= Text =
━━━━
In the field of modern medicine, there is constant discussion about whether and how much artificial intelligence can help doctors in decision-making. The latest research, focusing on the specialization of otorhinolaryngology (ORL – i.e., ears, nose, and throat), has provided concrete data. The study used 250 anonymized patient cases to test five of the most prominent models currently available: ChatGPT-5.1, Gemini 3 Pro, Grok 4, LLaMA 4, and DeepSeek V4-R1.
Benchmark in Clinical Practice: Who Leads in the Model Showdown?
The researchers did not just evaluate whether a model "wrote something," but focused on strictly defined parameters: diagnostic accuracy, adherence to professional recommendations (guidelines), and, most importantly, safety. The evaluation was performed by two certified ORL specialists using a 6-point Likert scale, where 1 meant completely wrong and 6 meant excellent.
━━━━
= Activity =
In the text about AI models in otorhinolaryngology, who carried out the evaluation, and what scale did they use? The data after this point come from a different source than the text.

[Data records]
━━━━
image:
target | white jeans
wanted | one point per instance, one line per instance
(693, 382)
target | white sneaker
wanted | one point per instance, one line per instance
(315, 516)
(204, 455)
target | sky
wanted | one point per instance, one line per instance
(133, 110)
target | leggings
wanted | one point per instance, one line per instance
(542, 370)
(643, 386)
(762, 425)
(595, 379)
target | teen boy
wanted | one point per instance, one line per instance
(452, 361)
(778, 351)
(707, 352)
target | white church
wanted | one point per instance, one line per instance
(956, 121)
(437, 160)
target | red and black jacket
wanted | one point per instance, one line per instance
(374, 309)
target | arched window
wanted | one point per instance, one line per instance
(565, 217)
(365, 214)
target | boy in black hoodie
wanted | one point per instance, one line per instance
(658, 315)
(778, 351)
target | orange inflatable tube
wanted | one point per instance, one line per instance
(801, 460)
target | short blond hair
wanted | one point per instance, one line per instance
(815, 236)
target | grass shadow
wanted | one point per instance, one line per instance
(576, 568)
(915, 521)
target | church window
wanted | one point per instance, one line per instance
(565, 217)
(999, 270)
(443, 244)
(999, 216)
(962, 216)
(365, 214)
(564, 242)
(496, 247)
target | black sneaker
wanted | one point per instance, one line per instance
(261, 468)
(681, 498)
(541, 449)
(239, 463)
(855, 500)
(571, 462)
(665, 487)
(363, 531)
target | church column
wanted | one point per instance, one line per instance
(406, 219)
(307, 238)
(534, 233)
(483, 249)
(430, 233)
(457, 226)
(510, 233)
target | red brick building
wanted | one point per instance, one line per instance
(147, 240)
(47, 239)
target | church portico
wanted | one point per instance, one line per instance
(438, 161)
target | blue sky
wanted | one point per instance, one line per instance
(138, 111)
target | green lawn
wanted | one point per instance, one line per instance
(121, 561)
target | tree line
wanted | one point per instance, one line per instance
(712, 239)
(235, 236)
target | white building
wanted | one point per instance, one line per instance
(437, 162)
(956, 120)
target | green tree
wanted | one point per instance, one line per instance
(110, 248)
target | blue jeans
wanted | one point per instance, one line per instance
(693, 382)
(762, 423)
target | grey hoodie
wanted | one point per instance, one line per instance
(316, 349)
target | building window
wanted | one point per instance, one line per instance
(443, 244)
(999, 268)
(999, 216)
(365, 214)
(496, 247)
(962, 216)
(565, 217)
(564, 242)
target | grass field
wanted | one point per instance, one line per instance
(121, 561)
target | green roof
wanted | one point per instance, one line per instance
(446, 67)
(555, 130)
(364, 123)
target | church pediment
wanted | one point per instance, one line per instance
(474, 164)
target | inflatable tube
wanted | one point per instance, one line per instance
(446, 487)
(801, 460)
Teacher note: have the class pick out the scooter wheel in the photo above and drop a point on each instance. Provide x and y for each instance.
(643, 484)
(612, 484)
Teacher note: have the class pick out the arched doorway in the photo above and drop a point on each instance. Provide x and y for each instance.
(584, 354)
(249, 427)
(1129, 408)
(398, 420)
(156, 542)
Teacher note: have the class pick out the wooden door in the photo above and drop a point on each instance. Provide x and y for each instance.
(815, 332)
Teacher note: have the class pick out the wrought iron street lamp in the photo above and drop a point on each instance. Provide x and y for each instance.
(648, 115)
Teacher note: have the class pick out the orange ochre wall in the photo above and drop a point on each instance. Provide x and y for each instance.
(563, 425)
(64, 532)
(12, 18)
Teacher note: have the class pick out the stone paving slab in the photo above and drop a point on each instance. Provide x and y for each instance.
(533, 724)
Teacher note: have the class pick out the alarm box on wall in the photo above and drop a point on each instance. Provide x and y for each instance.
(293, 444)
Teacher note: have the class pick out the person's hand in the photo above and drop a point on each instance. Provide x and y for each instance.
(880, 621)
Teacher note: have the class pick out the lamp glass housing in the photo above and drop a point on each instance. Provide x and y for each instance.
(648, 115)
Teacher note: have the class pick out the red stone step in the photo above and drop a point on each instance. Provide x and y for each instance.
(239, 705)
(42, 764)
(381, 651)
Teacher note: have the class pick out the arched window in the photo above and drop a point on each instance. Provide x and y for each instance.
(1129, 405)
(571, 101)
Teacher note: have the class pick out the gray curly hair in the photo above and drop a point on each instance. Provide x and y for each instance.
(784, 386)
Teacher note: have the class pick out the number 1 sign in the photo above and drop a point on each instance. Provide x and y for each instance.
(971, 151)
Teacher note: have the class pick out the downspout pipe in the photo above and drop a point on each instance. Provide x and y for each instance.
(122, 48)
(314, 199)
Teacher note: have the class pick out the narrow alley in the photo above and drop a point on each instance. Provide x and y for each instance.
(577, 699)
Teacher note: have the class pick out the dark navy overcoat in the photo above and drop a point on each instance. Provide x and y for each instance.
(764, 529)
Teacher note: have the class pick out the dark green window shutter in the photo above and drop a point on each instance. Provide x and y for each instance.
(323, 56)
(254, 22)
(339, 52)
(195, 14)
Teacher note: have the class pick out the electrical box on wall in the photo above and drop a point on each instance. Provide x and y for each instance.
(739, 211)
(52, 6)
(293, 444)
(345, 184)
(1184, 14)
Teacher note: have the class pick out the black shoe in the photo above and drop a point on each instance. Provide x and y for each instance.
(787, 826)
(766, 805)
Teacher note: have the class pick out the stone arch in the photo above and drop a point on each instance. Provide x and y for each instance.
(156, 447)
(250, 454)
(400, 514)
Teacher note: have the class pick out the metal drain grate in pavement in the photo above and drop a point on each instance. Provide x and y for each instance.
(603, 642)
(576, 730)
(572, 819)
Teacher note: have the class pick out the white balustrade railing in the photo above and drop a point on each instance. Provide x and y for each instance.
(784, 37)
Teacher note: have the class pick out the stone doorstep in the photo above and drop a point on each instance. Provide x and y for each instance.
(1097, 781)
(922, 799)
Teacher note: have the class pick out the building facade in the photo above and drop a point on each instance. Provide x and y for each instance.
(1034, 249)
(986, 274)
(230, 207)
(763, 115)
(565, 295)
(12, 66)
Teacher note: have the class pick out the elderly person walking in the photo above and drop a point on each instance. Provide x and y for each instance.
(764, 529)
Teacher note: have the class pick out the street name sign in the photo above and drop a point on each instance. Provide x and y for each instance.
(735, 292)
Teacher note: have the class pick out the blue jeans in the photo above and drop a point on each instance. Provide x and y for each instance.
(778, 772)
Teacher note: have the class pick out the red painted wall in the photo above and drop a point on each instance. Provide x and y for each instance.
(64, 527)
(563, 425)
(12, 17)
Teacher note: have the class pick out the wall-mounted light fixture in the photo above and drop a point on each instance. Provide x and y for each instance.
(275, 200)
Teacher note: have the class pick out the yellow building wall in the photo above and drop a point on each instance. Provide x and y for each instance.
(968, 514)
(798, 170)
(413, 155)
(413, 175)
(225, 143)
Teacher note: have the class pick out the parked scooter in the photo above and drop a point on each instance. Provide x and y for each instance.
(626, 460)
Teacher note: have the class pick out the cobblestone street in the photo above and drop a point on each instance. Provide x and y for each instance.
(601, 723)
━━━━
= Exercise output =
Two certified ORL specialists carried out the evaluation using a 6-point Likert scale.